■ GIVEN PROBLEM ■
Locate each line in the data below that contains the word "target", and copy every such line in full.

■ INFORMATION PROVIDED ■
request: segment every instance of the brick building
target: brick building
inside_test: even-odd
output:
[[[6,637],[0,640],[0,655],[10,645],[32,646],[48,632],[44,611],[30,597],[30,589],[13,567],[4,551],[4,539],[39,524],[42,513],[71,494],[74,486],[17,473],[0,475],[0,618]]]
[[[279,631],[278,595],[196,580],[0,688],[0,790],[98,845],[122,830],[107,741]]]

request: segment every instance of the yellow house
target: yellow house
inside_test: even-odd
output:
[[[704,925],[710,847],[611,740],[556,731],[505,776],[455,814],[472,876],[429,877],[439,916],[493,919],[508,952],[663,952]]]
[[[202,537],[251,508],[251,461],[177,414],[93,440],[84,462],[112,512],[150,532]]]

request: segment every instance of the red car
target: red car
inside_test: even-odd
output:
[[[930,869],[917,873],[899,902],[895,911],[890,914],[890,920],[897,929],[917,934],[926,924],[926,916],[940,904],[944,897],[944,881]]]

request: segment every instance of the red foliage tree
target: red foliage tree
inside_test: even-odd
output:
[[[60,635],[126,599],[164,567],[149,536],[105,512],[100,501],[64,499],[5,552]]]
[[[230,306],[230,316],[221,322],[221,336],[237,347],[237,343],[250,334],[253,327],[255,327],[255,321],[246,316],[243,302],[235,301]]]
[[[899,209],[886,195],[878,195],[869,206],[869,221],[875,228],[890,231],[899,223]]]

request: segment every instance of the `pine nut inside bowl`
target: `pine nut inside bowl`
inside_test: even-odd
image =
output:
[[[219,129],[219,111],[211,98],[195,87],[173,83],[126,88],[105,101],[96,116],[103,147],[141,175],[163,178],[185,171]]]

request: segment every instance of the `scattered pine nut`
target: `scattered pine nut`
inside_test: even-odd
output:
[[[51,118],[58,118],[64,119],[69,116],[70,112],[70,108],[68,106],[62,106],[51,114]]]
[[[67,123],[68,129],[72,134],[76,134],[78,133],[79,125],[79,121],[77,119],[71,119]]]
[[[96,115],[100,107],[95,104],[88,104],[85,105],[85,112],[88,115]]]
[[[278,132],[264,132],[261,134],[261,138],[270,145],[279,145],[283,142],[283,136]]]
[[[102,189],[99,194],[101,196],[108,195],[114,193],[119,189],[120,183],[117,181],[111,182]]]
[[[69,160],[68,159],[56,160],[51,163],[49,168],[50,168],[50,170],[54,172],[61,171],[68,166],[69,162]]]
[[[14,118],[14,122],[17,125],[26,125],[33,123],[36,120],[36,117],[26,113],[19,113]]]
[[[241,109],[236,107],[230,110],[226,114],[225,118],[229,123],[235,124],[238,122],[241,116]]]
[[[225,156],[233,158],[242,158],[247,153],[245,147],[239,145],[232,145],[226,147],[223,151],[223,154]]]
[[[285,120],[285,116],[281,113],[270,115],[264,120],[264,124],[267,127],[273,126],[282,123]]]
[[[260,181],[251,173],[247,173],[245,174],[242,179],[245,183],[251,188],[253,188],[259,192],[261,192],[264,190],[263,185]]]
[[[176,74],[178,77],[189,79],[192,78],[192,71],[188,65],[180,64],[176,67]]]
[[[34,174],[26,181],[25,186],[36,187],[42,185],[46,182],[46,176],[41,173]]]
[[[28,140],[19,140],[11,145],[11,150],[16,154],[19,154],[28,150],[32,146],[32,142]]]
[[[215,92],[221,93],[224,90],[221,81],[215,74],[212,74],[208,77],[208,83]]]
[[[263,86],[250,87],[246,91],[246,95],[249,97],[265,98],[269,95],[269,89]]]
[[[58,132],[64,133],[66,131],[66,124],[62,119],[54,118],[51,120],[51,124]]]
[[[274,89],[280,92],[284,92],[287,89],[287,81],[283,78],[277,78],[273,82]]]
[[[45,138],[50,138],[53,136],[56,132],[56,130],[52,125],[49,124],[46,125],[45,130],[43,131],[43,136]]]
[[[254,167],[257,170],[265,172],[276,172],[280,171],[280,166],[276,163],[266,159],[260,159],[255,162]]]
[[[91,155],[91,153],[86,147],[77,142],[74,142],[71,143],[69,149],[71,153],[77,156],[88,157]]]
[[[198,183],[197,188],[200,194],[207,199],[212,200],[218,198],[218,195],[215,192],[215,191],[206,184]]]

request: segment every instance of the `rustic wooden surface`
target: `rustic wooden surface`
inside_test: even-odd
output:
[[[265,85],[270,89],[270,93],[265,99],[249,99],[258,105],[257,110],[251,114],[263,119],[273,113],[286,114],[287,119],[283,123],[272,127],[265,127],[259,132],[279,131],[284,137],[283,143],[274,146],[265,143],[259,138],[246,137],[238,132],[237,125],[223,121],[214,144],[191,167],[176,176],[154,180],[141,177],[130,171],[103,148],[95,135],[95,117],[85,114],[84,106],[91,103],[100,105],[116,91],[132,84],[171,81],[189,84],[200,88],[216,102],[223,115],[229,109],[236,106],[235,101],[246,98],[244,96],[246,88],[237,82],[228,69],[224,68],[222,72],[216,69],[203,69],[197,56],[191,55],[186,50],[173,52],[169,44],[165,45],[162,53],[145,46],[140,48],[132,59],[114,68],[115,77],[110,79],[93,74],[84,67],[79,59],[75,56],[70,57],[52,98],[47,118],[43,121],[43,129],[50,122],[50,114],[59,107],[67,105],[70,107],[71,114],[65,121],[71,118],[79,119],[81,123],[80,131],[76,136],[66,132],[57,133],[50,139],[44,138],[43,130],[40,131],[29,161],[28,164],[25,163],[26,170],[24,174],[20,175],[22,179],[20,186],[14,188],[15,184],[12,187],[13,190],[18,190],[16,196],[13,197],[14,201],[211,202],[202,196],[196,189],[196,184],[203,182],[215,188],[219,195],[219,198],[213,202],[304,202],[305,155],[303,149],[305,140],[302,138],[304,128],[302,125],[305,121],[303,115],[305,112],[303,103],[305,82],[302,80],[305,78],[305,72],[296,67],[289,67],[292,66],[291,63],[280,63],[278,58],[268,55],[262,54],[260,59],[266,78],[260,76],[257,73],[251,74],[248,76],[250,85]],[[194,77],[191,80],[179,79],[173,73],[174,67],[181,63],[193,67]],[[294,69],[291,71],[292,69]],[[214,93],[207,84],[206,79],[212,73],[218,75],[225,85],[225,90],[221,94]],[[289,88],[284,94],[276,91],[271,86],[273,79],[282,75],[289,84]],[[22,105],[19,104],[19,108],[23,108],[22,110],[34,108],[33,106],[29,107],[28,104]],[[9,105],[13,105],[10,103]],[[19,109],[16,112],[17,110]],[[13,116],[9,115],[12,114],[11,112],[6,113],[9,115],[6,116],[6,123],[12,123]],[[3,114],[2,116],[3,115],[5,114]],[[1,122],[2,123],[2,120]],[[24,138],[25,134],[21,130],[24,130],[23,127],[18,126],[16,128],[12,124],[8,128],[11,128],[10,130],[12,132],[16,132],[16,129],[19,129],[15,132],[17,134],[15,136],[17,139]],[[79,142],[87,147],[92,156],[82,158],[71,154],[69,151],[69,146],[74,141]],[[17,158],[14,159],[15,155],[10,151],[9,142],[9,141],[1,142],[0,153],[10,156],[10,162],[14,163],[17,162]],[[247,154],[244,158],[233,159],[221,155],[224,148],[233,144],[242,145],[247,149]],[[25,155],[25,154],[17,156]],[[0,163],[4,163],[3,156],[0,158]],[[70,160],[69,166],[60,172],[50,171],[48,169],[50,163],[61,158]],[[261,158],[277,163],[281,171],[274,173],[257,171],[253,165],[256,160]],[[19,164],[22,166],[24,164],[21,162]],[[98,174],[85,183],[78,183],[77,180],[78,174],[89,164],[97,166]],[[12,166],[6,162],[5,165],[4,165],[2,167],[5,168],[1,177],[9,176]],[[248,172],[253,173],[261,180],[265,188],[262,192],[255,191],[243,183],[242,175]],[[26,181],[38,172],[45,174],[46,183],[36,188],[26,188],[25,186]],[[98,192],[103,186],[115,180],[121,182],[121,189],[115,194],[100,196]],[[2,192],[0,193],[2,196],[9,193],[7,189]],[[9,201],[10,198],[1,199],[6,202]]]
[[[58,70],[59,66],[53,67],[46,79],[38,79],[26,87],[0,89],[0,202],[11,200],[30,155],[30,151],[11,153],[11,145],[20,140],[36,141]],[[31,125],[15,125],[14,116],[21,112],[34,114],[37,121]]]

■ RESPONSE ■
target: brick building
target: yellow house
target: red car
target: red foliage tree
target: `pine nut inside bowl`
target: `scattered pine nut`
target: `rustic wooden surface`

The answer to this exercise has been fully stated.